-- Material provided start --

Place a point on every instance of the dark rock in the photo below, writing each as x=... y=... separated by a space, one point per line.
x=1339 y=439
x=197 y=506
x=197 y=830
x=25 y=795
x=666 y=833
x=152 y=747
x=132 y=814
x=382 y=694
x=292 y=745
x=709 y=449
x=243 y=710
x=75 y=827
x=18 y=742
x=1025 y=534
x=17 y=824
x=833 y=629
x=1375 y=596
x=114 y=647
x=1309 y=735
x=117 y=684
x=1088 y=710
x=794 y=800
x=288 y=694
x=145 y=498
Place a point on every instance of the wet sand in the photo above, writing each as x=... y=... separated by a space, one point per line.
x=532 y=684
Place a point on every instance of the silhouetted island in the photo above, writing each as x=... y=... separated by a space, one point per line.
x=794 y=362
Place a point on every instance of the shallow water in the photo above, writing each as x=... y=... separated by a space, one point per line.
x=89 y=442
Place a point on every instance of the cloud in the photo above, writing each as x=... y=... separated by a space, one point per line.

-- Material provided end --

*What you have to do:* Present every line of the listing above as a Markdown table with two columns, "Row" for the row number and "Line" for the line itself, omitting any blank lines.

*Result:*
| Row | Line |
|---|---|
| 1 | Place a point on every instance of the dark rock in the photo below, writing each as x=... y=... separated by a space, one point per line. |
| 2 | x=1339 y=439 |
| 3 | x=197 y=506 |
| 4 | x=197 y=830 |
| 5 | x=25 y=795 |
| 6 | x=666 y=833 |
| 7 | x=152 y=747 |
| 8 | x=132 y=814 |
| 9 | x=382 y=694 |
| 10 | x=292 y=745 |
| 11 | x=709 y=449 |
| 12 | x=243 y=710 |
| 13 | x=75 y=827 |
| 14 | x=18 y=742 |
| 15 | x=1025 y=534 |
| 16 | x=17 y=824 |
| 17 | x=833 y=629 |
| 18 | x=1375 y=596 |
| 19 | x=114 y=647 |
| 20 | x=1309 y=735 |
| 21 | x=117 y=684 |
| 22 | x=1088 y=710 |
| 23 | x=794 y=800 |
| 24 | x=288 y=694 |
| 25 | x=145 y=498 |
| 26 | Place a point on every instance of the wet sand in the photo above, writing each as x=... y=... separated by a space, one point per line. |
| 27 | x=532 y=684 |
| 28 | Place a point on every instance of the silhouetted island in the photo above, writing each as x=... y=... separated by a space, one point per line. |
| 29 | x=794 y=362 |
| 30 | Place a point on every instance of the shallow water in the photo above, writing each as x=... y=... separated by a space, one point per line. |
| 31 | x=89 y=442 |
| 32 | Place a point on every instance of the cloud in the photo above, writing each as x=... y=... separated by a space, one point per line. |